• [Document segment]:
# 1. Setup

1.1 Importing Libraries

In [1]:
import cv2
import os
import random
import numpy as np 
from PIL import Image
from matplotlib import pyplot as plt
import uuid

from tensorflow import keras
from tensorflow.keras.models import Model
from tensorflow.keras.layers import Layer, Conv2D, Dense, MaxPooling2D, Input, Flatten
import tensorflow as tf

1.2 Limit GPU

In [2]:
# grabs all GPUs
gpus = tf.config.experimental.list_physical_devices("GPU")
# sets memory growth for each GPU
for gpu in gpus:
    tf.config.experimental.set_memory_growth(gpu, True)

1.3 Create Folder Structures

In [3]:
POS_PATH = os.path.join("data", "positive")
NEG_PATH = os.path.join("data", "negative")
ANC_PATH = os.path.join("data", "anchor")

In [4]:
# make the directories
os.makedirs(os.path.join("data"))
os.makedirs(POS_PATH)
os.makedirs(NEG_PATH)
os.makedirs(ANC_PATH)

FileExistsError: [WinError 183] Cannot create a file when that file already exists: 'data'

# 2. Data Collection

2.1 Collect Positive and Anchor Images

In [None]:
# import uuid (universally unique identifiers) library to generate unique image name 

In [5]:
cap = cv2.VideoCapture(0)

• [Data for the task]:
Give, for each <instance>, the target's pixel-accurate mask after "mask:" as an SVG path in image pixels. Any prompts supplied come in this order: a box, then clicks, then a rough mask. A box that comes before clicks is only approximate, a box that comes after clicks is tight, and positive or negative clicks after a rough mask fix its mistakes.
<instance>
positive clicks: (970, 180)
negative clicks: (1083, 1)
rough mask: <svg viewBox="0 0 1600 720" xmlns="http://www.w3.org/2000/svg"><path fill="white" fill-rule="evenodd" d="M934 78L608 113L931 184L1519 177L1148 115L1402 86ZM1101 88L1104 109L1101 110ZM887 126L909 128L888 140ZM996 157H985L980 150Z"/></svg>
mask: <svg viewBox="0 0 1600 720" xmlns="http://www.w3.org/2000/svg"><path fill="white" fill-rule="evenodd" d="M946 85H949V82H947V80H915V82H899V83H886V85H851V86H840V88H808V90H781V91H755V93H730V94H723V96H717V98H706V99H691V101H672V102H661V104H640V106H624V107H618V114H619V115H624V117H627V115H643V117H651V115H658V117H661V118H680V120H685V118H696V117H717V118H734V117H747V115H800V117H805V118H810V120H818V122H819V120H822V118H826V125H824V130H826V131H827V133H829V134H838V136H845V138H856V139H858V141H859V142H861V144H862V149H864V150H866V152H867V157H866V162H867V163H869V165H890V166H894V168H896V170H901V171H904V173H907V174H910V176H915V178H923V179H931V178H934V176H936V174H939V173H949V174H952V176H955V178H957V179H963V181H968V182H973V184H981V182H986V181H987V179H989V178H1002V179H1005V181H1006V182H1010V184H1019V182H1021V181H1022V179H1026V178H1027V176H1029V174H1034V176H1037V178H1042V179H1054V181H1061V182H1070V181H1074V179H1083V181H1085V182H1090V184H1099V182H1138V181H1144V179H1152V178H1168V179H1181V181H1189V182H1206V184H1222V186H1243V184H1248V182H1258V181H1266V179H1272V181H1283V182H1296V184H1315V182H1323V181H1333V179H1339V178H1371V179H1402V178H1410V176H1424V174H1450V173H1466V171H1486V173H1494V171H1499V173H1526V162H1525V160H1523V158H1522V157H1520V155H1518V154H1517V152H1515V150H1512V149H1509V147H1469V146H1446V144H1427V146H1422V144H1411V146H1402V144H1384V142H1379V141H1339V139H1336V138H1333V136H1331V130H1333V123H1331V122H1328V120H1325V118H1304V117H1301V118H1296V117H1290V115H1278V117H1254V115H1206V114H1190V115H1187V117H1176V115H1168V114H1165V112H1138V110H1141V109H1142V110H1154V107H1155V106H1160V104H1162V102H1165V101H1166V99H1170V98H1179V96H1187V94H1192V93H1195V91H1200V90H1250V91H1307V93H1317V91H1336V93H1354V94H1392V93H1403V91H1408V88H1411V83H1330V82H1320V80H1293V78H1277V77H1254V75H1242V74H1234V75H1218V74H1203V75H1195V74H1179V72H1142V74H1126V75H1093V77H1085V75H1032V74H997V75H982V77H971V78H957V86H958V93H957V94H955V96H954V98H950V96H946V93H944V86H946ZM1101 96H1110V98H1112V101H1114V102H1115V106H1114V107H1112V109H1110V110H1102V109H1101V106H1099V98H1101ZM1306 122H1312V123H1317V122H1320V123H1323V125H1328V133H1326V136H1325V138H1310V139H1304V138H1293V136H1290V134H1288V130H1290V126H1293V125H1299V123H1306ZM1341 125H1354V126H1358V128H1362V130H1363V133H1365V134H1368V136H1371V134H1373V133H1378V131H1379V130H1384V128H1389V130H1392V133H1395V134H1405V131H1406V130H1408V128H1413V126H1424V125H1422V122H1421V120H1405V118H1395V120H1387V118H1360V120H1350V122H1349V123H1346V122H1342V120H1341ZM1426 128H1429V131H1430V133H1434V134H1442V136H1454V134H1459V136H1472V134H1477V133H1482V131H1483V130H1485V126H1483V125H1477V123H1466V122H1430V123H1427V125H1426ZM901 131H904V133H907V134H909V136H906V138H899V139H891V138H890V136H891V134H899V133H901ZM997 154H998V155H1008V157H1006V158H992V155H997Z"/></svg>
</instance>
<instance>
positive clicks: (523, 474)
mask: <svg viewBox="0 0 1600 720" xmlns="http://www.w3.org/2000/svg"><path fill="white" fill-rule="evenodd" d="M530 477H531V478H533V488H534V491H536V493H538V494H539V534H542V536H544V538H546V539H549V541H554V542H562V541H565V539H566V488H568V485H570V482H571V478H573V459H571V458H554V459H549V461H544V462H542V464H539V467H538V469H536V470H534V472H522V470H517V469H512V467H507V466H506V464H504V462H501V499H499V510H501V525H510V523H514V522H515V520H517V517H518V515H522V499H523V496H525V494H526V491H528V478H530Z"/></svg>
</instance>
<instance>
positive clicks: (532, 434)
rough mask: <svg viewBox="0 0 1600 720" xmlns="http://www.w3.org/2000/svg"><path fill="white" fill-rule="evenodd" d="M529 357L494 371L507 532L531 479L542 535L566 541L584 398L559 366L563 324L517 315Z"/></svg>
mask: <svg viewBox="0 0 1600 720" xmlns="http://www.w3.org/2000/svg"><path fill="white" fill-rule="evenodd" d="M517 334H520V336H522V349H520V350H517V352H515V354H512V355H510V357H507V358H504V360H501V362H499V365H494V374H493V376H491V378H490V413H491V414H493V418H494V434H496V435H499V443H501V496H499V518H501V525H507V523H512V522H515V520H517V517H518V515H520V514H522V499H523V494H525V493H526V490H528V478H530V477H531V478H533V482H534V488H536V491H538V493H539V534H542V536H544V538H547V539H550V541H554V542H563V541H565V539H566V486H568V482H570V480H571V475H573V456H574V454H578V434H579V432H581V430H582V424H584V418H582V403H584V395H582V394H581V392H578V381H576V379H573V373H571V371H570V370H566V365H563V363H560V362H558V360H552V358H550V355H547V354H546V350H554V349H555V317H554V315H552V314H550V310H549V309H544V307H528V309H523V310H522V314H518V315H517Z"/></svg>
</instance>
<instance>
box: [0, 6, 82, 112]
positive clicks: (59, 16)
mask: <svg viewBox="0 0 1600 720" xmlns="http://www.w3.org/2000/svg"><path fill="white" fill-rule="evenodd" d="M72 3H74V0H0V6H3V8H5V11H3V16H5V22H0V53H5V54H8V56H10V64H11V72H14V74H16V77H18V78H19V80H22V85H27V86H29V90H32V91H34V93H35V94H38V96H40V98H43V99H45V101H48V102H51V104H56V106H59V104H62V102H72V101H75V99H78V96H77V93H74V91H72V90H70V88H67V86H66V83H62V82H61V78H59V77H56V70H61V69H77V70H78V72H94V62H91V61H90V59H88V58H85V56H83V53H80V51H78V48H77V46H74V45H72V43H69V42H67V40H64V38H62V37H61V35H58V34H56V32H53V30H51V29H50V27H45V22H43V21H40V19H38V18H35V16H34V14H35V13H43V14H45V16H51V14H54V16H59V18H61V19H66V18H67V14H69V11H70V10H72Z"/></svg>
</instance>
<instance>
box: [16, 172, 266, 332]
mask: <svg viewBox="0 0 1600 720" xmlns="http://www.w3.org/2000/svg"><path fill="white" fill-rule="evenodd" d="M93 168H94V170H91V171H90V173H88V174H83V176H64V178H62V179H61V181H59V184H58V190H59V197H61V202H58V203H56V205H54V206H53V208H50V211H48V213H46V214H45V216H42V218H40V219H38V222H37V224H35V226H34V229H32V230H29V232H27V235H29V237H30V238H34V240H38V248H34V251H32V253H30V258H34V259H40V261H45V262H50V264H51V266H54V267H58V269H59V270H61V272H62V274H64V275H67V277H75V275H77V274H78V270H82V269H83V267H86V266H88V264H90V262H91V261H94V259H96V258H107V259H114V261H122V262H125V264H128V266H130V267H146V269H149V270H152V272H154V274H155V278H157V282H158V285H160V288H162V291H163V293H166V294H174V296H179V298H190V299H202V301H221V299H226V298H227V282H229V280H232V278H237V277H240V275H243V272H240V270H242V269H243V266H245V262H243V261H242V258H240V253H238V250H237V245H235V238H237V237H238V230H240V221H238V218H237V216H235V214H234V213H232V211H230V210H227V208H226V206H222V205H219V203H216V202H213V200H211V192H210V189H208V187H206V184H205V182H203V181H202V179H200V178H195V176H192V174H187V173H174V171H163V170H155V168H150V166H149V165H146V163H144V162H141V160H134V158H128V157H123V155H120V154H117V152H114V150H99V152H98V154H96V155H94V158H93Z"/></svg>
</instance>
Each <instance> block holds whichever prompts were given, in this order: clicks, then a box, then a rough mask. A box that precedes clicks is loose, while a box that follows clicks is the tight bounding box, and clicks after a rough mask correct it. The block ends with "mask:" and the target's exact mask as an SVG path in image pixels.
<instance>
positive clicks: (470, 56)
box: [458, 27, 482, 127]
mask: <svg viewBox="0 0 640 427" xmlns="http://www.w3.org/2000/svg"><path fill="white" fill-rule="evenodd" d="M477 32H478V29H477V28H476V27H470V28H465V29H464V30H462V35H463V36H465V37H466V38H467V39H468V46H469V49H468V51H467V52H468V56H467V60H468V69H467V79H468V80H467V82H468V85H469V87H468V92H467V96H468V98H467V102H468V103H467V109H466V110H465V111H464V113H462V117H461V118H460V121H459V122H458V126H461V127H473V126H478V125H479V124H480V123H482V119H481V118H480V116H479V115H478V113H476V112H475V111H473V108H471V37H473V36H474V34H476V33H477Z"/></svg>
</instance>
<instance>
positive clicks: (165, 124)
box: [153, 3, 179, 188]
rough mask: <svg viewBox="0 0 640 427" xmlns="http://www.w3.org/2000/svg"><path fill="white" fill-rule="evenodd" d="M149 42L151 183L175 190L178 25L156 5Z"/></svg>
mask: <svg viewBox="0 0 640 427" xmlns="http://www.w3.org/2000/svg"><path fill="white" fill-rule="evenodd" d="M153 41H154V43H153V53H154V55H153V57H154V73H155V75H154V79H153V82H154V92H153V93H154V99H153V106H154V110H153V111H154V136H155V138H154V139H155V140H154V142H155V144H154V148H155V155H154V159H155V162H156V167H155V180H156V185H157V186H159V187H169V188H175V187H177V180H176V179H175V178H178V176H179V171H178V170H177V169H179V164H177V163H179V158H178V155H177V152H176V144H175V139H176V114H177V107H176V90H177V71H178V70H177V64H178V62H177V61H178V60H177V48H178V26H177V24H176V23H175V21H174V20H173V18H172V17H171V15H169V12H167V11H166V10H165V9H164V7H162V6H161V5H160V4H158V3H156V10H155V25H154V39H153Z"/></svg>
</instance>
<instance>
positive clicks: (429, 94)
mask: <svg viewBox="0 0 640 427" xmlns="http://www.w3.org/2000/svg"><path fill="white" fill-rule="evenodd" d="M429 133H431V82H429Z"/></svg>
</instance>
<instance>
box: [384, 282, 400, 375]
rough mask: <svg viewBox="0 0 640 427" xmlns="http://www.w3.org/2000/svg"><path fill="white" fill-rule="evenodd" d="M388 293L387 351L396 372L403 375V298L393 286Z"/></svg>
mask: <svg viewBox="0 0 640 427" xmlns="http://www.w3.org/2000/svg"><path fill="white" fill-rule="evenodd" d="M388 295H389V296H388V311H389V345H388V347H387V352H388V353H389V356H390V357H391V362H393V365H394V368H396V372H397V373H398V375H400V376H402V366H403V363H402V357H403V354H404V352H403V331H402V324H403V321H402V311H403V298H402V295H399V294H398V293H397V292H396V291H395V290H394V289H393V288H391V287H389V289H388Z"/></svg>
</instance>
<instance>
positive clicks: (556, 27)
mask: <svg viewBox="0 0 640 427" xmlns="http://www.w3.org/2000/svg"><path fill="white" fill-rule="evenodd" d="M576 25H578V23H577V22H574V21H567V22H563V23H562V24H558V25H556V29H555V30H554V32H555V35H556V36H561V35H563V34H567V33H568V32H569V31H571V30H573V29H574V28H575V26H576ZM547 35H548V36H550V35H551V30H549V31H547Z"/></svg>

• [What this exercise asks]:
a – Retype the notebook from "1.3 Create Folder" to "os.makedirs(ANC_PATH)", inclusive.
b – Count the lines of the rows that contain the string "negative" and reply with only that number.
The rows have no connection to the notebook.

• [Responses by item number]:
a –
1.3 Create Folder Structures

In [3]:
POS_PATH = os.path.join("data", "positive")
NEG_PATH = os.path.join("data", "negative")
ANC_PATH = os.path.join("data", "anchor")

In [4]:
# make the directories
os.makedirs(os.path.join("data"))
os.makedirs(POS_PATH)
os.makedirs(NEG_PATH)
os.makedirs(ANC_PATH)

b – 2